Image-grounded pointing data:
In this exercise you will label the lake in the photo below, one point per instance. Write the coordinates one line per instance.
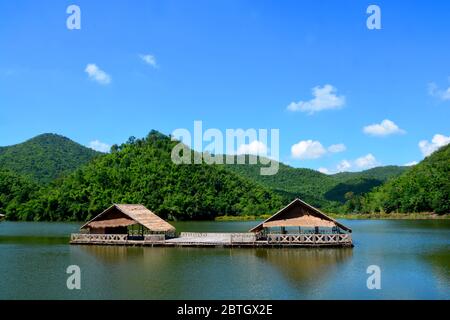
(413, 255)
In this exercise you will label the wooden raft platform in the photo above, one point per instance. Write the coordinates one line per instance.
(195, 239)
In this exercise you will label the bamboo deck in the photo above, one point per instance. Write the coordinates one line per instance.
(191, 239)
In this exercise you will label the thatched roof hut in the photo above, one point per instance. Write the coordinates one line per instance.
(301, 215)
(118, 217)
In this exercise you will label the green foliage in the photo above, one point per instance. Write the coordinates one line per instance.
(141, 171)
(14, 191)
(323, 191)
(423, 188)
(45, 157)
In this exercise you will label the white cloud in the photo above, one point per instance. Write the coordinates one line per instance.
(99, 146)
(149, 59)
(344, 165)
(96, 74)
(438, 141)
(256, 148)
(324, 170)
(324, 98)
(362, 163)
(366, 162)
(435, 91)
(385, 128)
(337, 148)
(307, 149)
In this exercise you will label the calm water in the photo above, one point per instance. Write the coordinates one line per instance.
(414, 257)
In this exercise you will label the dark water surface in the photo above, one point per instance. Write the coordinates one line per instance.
(414, 257)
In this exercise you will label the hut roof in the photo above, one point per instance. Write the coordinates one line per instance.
(299, 214)
(122, 215)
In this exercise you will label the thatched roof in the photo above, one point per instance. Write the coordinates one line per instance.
(123, 215)
(299, 214)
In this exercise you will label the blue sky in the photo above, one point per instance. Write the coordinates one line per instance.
(233, 64)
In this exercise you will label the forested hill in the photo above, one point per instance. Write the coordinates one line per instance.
(141, 171)
(45, 157)
(423, 188)
(328, 192)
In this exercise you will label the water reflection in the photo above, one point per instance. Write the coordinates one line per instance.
(305, 264)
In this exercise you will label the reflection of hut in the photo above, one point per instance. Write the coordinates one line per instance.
(300, 218)
(131, 219)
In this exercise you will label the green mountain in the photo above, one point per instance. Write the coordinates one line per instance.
(45, 157)
(289, 182)
(324, 191)
(423, 188)
(15, 190)
(350, 184)
(141, 171)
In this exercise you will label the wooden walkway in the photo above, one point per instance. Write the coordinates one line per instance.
(195, 239)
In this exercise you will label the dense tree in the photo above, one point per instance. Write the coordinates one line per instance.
(323, 191)
(423, 188)
(141, 171)
(45, 157)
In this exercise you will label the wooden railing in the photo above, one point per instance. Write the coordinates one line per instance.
(80, 238)
(315, 239)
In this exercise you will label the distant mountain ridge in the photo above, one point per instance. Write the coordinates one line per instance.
(423, 188)
(50, 177)
(45, 157)
(321, 190)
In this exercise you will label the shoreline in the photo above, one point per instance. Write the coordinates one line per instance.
(352, 216)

#### [EXERCISE BRIEF]
Leave out the pictures and give the rest of the records again exactly.

#### [EXERCISE RESPONSE]
In this exercise you will label the lake in the photo below, one point per instance. Write the coordinates one line per instance.
(413, 255)
In this exercise you will label the wooden raft platform in the photo above, one point per instance. Write the coordinates one line per instance.
(195, 239)
In this exercise you will label the bamboo deck in the photo above, one point per instance. Write the coordinates one line per instance.
(191, 239)
In this exercise you will label the thatched roof hut in the photo above, one point per instance. Write the coordinates one line per instance.
(301, 215)
(118, 217)
In this exercise you will label the green foliage in the photo above, one point per instance. Write the coordinates one line per instance.
(141, 171)
(14, 191)
(323, 191)
(423, 188)
(45, 157)
In this exercise you will label the white cloud in the photo above, one point per instance. Write the coordinates one line per instance.
(99, 146)
(149, 59)
(344, 165)
(96, 74)
(438, 141)
(256, 148)
(324, 170)
(324, 98)
(362, 163)
(366, 162)
(435, 91)
(385, 128)
(337, 148)
(307, 149)
In this exercise you will label the calm water in the photo above, one point per instance. Write the coordinates one line per instance.
(414, 257)
In this exercise you will label the dark water surface in the photo above, one point per instance. Write the coordinates one line per instance.
(414, 257)
In this exercise you will label the hut roof in the photo above, one point per instance. Write the coordinates one line per instance.
(299, 214)
(122, 215)
In this exercise you will label the thatched roof in the photo above, one point per instance. Write the coordinates one line per instance.
(123, 215)
(299, 214)
In this exercise you will label the blue sky in the photo above, one point per instance. Write the coordinates one line per instance.
(233, 64)
In this exercise you will label the forested hill in the photo above, one point per instance. Write the coordinates one line per instance.
(141, 171)
(45, 157)
(423, 188)
(328, 192)
In this exercise you will label the water reflection in the photo above, one point per instance. Write the coordinates one line per instance.
(305, 264)
In this exercise you will label the reflection of hut in the photo above, one point per instance. Write the coordinates one line per instance.
(300, 218)
(131, 219)
In this exercise you will label the green mountain in the photo above, one point per instance. Write the coordinates one line per instance.
(45, 157)
(289, 182)
(324, 191)
(423, 188)
(15, 190)
(350, 184)
(141, 171)
In this exercise you will label the wooden walkway in the photo above, one point per instance. Write the coordinates one line per instance.
(195, 239)
In this exercise you will label the dense tree in the photo above, one point per instance. Write the coordinates one line per instance.
(323, 191)
(423, 188)
(141, 171)
(45, 157)
In this exercise you will label the wooden railing in the photo above, one point per instance. Write the coordinates one line per instance.
(80, 238)
(315, 239)
In this exercise you will label the distant mountain ridge in the photo above, one point per instance. Write the coordinates one line per instance.
(423, 188)
(50, 177)
(45, 157)
(321, 190)
In this exercise you will label the shoreline in the photo above, one point per instance. Write the coordinates one line per instance.
(352, 216)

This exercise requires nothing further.